### Your goal
What the task needs is every record repeated exactly, nothing more.

### Recorded data
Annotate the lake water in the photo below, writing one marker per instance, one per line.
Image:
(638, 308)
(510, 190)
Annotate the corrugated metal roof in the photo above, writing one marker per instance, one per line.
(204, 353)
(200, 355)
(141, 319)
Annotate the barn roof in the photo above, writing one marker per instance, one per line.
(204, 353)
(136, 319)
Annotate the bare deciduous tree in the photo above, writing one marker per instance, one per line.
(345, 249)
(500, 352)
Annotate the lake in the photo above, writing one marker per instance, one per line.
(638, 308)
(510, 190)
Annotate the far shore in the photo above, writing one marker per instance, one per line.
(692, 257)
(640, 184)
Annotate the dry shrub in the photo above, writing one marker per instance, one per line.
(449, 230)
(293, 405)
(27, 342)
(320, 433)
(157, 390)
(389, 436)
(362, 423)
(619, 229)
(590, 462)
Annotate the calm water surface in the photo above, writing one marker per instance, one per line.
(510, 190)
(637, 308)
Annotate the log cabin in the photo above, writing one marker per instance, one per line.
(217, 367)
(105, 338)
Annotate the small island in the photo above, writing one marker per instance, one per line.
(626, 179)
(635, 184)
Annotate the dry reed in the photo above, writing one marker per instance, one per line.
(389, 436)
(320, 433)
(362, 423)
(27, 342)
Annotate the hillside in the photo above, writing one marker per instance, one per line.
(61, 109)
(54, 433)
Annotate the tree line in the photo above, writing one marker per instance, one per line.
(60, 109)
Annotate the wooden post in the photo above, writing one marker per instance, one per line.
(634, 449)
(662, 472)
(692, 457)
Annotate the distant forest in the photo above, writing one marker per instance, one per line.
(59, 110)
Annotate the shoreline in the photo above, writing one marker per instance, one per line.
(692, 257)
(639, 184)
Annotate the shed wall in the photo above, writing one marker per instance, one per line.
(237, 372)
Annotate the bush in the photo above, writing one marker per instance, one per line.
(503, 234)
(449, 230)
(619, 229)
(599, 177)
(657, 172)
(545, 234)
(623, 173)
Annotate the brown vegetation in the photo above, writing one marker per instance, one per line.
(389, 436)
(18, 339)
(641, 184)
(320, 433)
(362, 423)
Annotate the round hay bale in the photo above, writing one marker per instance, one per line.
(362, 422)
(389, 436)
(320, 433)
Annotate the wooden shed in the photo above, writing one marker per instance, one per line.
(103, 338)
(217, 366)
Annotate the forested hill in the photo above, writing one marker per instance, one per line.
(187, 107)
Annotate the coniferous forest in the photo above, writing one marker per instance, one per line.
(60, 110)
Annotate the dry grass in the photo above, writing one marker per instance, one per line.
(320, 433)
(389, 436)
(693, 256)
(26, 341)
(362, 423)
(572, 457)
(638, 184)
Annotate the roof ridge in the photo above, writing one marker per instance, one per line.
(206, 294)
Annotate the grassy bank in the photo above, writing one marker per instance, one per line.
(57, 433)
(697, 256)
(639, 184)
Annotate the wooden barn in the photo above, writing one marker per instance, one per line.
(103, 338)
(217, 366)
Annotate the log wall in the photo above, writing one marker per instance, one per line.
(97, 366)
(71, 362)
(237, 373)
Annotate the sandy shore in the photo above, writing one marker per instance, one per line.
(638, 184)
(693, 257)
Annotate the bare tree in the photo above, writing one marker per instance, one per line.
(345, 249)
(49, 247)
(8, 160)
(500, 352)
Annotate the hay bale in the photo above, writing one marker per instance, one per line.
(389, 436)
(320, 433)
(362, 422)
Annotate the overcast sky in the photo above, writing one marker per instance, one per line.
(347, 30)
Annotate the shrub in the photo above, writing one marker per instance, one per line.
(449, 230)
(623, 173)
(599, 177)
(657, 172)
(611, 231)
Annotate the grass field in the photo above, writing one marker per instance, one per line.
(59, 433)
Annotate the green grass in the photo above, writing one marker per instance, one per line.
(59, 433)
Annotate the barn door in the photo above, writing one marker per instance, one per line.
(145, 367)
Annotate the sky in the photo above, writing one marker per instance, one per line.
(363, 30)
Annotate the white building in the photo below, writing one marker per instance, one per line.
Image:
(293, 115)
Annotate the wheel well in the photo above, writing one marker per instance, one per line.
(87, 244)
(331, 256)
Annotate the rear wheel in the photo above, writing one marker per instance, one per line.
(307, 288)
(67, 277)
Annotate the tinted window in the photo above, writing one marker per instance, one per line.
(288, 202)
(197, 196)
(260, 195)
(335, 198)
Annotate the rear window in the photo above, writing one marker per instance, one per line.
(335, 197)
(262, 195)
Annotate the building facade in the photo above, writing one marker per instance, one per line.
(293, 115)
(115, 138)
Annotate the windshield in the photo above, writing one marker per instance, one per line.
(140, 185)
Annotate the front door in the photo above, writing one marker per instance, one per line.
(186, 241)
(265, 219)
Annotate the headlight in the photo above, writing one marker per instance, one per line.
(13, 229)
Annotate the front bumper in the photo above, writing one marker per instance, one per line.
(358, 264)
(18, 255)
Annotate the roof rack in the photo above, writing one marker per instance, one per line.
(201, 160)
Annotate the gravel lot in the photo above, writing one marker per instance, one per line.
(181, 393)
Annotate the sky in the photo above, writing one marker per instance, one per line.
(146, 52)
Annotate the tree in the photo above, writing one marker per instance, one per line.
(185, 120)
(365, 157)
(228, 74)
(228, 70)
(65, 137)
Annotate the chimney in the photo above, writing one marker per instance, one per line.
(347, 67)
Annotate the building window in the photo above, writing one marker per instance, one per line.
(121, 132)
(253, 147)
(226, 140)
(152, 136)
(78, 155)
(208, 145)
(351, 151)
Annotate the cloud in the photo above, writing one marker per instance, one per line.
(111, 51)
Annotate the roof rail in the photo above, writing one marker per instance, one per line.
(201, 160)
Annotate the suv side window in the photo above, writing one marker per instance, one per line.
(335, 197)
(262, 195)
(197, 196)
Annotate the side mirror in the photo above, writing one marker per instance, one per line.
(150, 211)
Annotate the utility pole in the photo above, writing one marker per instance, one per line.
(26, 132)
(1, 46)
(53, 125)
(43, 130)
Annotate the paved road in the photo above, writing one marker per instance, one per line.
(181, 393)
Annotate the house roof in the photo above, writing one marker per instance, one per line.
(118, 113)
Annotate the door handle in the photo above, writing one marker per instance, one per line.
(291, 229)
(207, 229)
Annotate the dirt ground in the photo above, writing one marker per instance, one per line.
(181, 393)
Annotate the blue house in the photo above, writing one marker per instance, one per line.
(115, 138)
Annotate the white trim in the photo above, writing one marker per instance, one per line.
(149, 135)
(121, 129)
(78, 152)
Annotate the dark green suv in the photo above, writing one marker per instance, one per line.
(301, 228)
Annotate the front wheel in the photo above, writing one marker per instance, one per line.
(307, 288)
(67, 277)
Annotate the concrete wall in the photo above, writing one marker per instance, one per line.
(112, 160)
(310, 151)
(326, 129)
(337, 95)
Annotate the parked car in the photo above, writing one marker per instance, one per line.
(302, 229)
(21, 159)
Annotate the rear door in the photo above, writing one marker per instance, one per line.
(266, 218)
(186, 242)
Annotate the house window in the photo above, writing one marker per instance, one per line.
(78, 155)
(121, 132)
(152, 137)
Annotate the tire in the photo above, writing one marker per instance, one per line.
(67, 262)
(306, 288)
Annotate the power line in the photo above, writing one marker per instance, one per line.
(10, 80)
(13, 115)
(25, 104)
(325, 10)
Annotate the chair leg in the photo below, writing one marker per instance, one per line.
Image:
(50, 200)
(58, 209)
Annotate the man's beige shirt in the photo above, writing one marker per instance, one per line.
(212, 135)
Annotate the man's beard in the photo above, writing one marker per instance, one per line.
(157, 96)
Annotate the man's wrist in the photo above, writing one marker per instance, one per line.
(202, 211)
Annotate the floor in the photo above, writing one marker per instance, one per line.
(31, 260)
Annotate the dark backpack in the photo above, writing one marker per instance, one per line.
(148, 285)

### Answer space
Annotate the lake water in the photo below, writing one marker per instance, one per line.
Image:
(638, 308)
(510, 190)
Annotate the corrugated metal roof in the photo above, writing one marker per instance, one per line.
(204, 353)
(200, 355)
(141, 319)
Annotate the barn roof in the photo above, writing one marker per instance, one per line.
(204, 353)
(136, 319)
Annotate the bare deciduous tree in the photo above, writing one marker per instance, one per line.
(345, 249)
(500, 352)
Annotate the lake in the photo above, writing one marker per instance, one per line.
(638, 308)
(510, 190)
Annotate the far shore in the photo above, writing one marker per instance, one per line.
(692, 257)
(640, 184)
Annotate the dry shrub in the photo above, writing one marker per instance, one per line.
(449, 230)
(293, 405)
(27, 342)
(320, 433)
(157, 390)
(389, 436)
(362, 423)
(619, 229)
(590, 462)
Annotate the calm water surface in the photo above, writing one marker per instance, one per line.
(510, 190)
(637, 308)
Annotate the log cabin in the photo above, writing one marker per instance, one per line.
(217, 367)
(105, 338)
Annotate the small island in the photo above, writing one marker per instance, one per line.
(626, 179)
(635, 184)
Annotate the dry reed in the photo above, writing one marker per instance, one per line.
(389, 436)
(320, 433)
(362, 423)
(27, 342)
Annotate the hillside in the photo above, writing one marker per instance, one per line.
(61, 109)
(54, 433)
Annotate the tree line in the photo above, writing one marker per instance, one per line.
(60, 109)
Annotate the wooden post in the photo above, writing one marker per instance, one per line.
(634, 449)
(662, 472)
(692, 457)
Annotate the distant forest in the photo above, writing one marker per instance, one per line.
(59, 110)
Annotate the shoreline in the photo above, writing one marker per instance, one per line.
(692, 257)
(639, 184)
Annotate the shed wall in the photo above, writing one marker per instance, one per line.
(237, 372)
Annotate the bush in the photo above, writing one marker per instance, one per line.
(503, 234)
(449, 230)
(619, 229)
(599, 177)
(657, 172)
(545, 234)
(623, 173)
Annotate the brown vegetation in the photo above, writing one marker per instance, one per line.
(389, 436)
(18, 339)
(641, 184)
(320, 433)
(362, 423)
Annotate the round hay bale in the photo above, writing one marker per instance, one per line.
(362, 422)
(389, 436)
(320, 433)
Annotate the wooden shed in the photo above, writing one marker per instance, one per line.
(103, 338)
(217, 366)
Annotate the forested hill in the photo above, writing one marker per instance, one per line.
(187, 107)
Annotate the coniferous forest in the photo above, writing one marker per instance, one per line.
(60, 110)
Annotate the dry grass in the photo above, writing one marker per instance, one per line.
(320, 433)
(389, 436)
(693, 256)
(26, 341)
(362, 423)
(572, 457)
(638, 184)
Annotate the roof ridge in the photo above, writing one marker per instance, one per line.
(206, 294)
Annotate the grassy bank in the photo above, writing one marker per instance, one per line.
(57, 433)
(697, 256)
(639, 184)
Annotate the wooden barn in the photo above, writing one marker per instance, one per line.
(103, 338)
(217, 366)
Annotate the log wall in the photo above, writing one marker per instance, one per line.
(97, 366)
(71, 362)
(237, 373)
Annotate the sandy shore in the photo above, writing one marker per instance, one per line.
(638, 184)
(693, 257)
Annotate the bare tree in the photo above, writing one marker per instance, one per line.
(345, 249)
(49, 247)
(8, 160)
(500, 352)
Annotate the hay bale in the photo above, writing one marker per instance, one per line.
(389, 436)
(320, 433)
(362, 422)
Annotate the overcast sky in the photo above, writing one marker per instance, one per line.
(347, 30)
Annotate the shrub in the photo above, writing one marker per instance, one per line.
(449, 230)
(623, 173)
(599, 177)
(657, 172)
(611, 231)
Annotate the grass field in the photo above, writing one marker per instance, one per line.
(59, 433)
Annotate the green grass in the photo above, writing one marker per instance, one per line.
(59, 433)
Annotate the barn door in the photo above, writing one marker per instance, one per line.
(145, 367)
Annotate the sky in the photo above, writing one marker per instance, one per line.
(363, 30)
Annotate the white building in the photo below, writing one marker per instance, one per line.
Image:
(293, 115)
Annotate the wheel well in the photo above, writing one marker per instance, one per line.
(87, 244)
(331, 256)
Annotate the rear wheel in the photo above, writing one marker per instance, one per line.
(307, 288)
(67, 277)
Annotate the tinted window in the photo above, writing one marker per instance, one per line.
(288, 202)
(197, 196)
(260, 195)
(335, 198)
Annotate the rear window in the photo above, writing one marker per instance, one per line.
(335, 197)
(262, 195)
Annotate the building facade in the photo above, writing one marker per instance, one per line.
(293, 115)
(115, 138)
Annotate the windshield in the photo above, writing one marker per instance, one per line.
(140, 185)
Annotate the front door in the photo above, writing one marker per instance, one per line.
(186, 241)
(265, 219)
Annotate the headlight in the photo above, writing one marker per instance, one per line.
(13, 229)
Annotate the front bumper in the photo above, writing one marker per instance, one per line.
(358, 264)
(18, 255)
Annotate the roof rack in the photo above, writing one marker per instance, one per line.
(201, 160)
Annotate the gravel lot in the photo above, writing one marker per instance, one per line.
(181, 393)
Annotate the sky in the photo above, writing one marker per instance, one per line.
(146, 52)
Annotate the tree in the photo above, writing one marker per instance, one per line.
(185, 120)
(365, 157)
(228, 74)
(228, 70)
(65, 137)
Annotate the chimney in the photo above, writing one marker per instance, one per line.
(347, 67)
Annotate the building window in the photo above, writing one marker per instance, one per line.
(121, 132)
(253, 147)
(226, 140)
(152, 136)
(78, 155)
(208, 145)
(351, 151)
Annotate the cloud in the photo above, writing one marker per instance, one per line.
(111, 51)
Annotate the roof rail in the photo above, writing one marker per instance, one per line.
(201, 160)
Annotate the suv side window in the photo above, writing one marker per instance, one per line.
(335, 197)
(262, 195)
(197, 196)
Annotate the side mirror in the photo above, writing one marker per instance, one per line.
(150, 211)
Annotate the utility pole in the photo above, writing one marker per instance, one per line.
(26, 132)
(1, 46)
(53, 125)
(43, 130)
Annotate the paved road in the photo above, writing one marker per instance, one per line.
(181, 393)
Annotate the house roof in the photo above, writing one marker per instance, one per line.
(118, 113)
Annotate the door handle in the photo above, writing one marker per instance, one per line.
(291, 229)
(207, 229)
Annotate the dirt ground in the photo above, writing one marker per instance, one per line.
(181, 393)
Annotate the blue house in the photo above, writing one marker per instance, one per line.
(115, 138)
Annotate the white trim in the photo above, writing one marker per instance, one per line.
(149, 135)
(121, 129)
(78, 152)
Annotate the dark green suv in the photo above, writing one marker per instance, one per line.
(301, 228)
Annotate the front wheel in the photo above, writing one marker per instance, one per line.
(307, 288)
(67, 277)
Annotate the concrete wall in the photo above, writing one marker per instance, one per line.
(112, 160)
(310, 151)
(326, 129)
(337, 95)
Annotate the parked car in the photo above, writing one marker per instance, one per line.
(302, 229)
(21, 159)
Annotate the rear door in the photo above, writing one marker per instance, one per line.
(266, 218)
(186, 242)
Annotate the house window in the photo above, writing one marker per instance, one per line.
(78, 155)
(121, 132)
(152, 137)
Annotate the tire in the photo above, writing one marker per instance, one per line.
(67, 262)
(306, 288)
Annotate the power line in the photo above, writing one marker per instance, one per line.
(10, 80)
(13, 115)
(25, 104)
(325, 10)
Annotate the chair leg in the photo below, writing one marker per instance, one per line.
Image:
(50, 200)
(58, 209)
Annotate the man's beige shirt in the photo above, writing one marker per instance, one per line.
(212, 135)
Annotate the man's beard in the photo above, writing one marker per instance, one per line.
(157, 96)
Annotate the man's wrist in the photo above, writing one marker per instance, one per line.
(202, 211)
Annotate the floor in the photo above, writing one marker per instance, one per line.
(31, 260)
Annotate the dark backpack in the photo above, writing one marker per instance, one per line.
(148, 285)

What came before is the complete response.